> [Region pointing data]
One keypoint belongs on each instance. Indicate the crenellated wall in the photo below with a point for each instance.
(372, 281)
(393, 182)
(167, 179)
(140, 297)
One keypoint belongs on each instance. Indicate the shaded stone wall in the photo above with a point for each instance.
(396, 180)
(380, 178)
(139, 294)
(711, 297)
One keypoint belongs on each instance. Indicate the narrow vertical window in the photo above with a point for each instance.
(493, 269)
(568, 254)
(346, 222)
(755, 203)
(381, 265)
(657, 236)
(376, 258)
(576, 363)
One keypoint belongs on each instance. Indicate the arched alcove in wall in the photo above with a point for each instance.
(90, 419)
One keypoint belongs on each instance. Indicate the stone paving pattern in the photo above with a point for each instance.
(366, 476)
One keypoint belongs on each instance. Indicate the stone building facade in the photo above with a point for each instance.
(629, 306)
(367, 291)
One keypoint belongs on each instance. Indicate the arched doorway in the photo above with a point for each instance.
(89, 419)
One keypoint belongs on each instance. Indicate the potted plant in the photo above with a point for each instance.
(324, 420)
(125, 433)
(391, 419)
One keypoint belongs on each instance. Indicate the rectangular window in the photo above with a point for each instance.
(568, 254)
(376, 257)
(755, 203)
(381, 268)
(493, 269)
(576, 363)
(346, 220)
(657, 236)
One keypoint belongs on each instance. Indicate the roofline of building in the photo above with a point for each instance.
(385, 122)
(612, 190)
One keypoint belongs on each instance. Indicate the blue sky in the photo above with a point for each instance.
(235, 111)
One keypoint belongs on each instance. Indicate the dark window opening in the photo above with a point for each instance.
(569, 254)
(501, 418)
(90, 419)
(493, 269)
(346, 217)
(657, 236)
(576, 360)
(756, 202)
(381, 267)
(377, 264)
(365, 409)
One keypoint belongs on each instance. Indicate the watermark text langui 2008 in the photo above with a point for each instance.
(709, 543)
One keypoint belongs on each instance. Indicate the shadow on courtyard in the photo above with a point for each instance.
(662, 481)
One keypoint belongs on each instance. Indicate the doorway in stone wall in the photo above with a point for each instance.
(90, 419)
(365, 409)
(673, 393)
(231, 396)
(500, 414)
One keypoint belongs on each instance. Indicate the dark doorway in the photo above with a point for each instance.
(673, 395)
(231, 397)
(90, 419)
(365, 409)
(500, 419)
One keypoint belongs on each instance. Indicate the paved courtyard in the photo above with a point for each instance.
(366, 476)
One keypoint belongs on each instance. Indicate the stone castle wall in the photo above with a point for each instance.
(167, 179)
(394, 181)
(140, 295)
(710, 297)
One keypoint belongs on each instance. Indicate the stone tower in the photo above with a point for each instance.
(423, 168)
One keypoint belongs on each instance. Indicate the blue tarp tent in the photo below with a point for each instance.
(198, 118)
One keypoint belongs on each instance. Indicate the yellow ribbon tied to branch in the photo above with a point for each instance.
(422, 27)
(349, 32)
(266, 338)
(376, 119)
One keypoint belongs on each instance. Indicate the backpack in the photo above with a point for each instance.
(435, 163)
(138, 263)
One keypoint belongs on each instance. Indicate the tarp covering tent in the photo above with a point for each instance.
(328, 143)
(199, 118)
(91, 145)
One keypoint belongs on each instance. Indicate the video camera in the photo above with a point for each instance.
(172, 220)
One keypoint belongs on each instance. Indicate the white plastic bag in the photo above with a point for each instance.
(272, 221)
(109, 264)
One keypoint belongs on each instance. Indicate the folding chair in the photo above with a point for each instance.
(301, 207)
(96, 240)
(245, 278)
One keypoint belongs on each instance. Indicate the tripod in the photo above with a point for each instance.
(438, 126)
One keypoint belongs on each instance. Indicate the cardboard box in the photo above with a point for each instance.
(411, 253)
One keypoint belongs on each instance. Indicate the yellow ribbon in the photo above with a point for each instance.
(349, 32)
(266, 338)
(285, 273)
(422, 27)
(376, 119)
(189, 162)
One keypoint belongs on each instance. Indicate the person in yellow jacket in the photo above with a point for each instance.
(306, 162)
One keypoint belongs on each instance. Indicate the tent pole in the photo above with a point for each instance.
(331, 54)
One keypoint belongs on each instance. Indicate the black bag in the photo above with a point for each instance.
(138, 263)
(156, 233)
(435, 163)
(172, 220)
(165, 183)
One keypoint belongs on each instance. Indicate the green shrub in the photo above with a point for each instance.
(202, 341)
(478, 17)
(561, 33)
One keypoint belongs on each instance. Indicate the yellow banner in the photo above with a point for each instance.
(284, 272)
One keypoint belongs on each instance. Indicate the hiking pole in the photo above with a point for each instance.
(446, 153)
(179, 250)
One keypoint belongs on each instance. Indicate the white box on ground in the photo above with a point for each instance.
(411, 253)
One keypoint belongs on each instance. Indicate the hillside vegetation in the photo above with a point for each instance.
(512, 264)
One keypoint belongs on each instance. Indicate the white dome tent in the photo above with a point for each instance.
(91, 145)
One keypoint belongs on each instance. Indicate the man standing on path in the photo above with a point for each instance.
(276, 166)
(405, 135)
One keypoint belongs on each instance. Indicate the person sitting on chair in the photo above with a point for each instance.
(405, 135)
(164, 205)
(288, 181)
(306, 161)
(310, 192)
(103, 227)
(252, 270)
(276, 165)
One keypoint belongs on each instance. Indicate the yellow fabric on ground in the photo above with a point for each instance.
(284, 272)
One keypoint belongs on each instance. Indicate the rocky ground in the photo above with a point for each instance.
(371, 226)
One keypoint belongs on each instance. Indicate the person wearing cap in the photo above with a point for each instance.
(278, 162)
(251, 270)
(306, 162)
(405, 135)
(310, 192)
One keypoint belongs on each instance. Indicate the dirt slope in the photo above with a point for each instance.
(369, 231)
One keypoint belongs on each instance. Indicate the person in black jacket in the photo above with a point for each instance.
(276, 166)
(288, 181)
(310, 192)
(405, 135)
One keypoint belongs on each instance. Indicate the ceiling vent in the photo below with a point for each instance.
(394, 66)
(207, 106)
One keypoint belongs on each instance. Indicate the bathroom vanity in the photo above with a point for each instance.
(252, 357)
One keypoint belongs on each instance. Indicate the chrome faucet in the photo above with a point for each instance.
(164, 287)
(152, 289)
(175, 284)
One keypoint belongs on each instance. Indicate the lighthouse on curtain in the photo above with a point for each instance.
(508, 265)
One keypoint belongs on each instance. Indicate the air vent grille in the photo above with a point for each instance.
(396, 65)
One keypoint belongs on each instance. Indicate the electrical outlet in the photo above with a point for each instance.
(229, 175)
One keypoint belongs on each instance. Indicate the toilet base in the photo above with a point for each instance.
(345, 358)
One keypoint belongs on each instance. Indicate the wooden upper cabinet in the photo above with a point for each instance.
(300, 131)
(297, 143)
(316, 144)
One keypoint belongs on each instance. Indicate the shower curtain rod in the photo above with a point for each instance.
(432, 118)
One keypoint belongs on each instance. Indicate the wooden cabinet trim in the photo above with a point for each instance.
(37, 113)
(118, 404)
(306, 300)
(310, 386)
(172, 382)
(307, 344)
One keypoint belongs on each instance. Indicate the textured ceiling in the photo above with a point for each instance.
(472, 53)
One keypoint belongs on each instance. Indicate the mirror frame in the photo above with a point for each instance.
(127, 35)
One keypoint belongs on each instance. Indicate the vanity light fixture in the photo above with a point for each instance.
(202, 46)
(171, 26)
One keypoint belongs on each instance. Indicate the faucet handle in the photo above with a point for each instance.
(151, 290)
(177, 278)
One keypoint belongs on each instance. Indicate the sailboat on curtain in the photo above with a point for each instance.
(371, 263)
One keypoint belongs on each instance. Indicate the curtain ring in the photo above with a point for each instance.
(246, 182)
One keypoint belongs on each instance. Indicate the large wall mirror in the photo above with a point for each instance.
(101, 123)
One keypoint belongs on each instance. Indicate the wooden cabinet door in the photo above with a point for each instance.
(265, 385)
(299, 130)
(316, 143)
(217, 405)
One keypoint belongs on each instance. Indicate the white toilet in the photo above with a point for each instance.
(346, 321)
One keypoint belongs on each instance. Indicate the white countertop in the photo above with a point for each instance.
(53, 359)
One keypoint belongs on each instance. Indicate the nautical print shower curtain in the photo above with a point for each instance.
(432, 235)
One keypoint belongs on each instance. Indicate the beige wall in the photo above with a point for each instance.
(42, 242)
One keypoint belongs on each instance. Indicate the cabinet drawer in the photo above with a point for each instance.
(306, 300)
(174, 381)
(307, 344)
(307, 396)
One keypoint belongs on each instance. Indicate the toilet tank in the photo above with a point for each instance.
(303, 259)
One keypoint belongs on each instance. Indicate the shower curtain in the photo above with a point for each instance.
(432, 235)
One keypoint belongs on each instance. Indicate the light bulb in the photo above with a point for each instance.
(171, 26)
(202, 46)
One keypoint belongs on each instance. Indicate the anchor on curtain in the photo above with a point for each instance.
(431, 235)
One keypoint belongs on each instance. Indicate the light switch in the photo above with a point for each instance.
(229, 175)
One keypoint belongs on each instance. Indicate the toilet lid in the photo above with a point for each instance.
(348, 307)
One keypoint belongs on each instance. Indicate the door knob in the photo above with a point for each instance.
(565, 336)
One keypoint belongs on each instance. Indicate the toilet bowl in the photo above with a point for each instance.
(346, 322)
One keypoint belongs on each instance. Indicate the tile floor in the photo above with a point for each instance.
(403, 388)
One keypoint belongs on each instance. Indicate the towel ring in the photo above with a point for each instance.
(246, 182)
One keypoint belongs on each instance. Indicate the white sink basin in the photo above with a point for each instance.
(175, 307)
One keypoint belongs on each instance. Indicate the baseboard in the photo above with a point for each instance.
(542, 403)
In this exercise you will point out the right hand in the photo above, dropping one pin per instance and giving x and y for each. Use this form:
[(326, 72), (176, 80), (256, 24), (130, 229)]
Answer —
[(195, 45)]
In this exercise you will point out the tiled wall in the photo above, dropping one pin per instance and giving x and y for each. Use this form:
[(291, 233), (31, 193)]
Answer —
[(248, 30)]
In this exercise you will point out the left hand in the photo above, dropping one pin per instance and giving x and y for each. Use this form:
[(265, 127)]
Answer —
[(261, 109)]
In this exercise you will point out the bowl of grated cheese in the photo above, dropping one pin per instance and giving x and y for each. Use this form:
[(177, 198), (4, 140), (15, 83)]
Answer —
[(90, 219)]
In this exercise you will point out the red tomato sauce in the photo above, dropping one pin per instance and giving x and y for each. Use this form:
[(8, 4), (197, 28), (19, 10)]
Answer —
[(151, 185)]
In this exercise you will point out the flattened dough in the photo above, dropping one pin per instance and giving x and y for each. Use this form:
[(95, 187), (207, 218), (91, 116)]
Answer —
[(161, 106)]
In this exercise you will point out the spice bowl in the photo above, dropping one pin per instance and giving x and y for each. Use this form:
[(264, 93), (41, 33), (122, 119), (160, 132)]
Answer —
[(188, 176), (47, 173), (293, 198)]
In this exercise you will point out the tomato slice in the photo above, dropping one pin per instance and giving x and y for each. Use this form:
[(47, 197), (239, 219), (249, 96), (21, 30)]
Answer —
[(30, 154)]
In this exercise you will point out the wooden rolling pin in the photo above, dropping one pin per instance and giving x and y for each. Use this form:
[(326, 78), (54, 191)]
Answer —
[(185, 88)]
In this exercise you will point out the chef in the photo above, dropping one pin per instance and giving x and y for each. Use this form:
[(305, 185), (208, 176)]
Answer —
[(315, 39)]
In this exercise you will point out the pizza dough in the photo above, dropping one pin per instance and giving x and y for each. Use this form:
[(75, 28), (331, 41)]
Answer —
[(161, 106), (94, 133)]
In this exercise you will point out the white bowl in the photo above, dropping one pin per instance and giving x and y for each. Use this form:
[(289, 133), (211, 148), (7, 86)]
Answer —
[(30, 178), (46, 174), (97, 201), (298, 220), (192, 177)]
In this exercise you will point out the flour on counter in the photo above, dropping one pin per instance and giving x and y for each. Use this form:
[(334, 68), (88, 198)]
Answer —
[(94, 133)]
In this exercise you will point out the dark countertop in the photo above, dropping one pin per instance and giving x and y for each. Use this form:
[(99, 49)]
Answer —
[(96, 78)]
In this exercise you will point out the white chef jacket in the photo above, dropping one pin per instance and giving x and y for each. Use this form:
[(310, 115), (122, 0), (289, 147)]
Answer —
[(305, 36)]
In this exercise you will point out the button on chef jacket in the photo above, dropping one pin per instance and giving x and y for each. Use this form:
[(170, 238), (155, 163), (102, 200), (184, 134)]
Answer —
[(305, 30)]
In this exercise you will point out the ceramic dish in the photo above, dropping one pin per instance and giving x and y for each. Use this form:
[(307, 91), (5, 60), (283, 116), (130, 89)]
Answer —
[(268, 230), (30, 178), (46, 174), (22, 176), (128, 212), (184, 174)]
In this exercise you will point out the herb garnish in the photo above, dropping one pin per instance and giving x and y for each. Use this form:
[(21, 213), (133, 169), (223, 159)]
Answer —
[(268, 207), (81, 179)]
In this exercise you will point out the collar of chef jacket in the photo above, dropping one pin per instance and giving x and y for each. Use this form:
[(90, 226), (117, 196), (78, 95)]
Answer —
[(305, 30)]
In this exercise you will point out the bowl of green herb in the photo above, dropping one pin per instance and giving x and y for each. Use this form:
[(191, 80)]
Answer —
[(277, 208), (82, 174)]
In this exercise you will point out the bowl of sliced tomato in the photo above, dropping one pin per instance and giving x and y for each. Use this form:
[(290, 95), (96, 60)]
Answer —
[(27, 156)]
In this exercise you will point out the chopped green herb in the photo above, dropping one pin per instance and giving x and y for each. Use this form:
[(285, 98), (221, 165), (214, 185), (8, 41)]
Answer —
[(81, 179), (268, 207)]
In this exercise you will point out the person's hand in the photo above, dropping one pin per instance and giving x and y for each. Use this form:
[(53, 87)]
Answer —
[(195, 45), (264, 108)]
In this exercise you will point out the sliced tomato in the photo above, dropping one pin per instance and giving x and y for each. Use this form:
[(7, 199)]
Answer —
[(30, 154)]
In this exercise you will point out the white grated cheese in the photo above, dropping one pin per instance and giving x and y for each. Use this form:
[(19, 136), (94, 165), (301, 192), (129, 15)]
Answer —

> [Problem requirements]
Please tally the lines of the entries that contain the string "dough" and reply with the count alone.

> [Finished task]
2